→ **Problem statement**
Restate all of the entries exactly, each line as it stands.

*** Block opens ***

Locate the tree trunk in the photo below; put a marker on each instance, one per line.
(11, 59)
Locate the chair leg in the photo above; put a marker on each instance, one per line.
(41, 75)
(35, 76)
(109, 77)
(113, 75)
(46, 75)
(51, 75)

*** Block closes ***

→ **Response to the exercise**
Locate the tree trunk in the photo below; put a marker on each instance, one per line.
(11, 59)
Locate the chair leg in the photo above; put a marker on each instance, one per line.
(41, 75)
(35, 76)
(109, 77)
(113, 75)
(46, 75)
(51, 75)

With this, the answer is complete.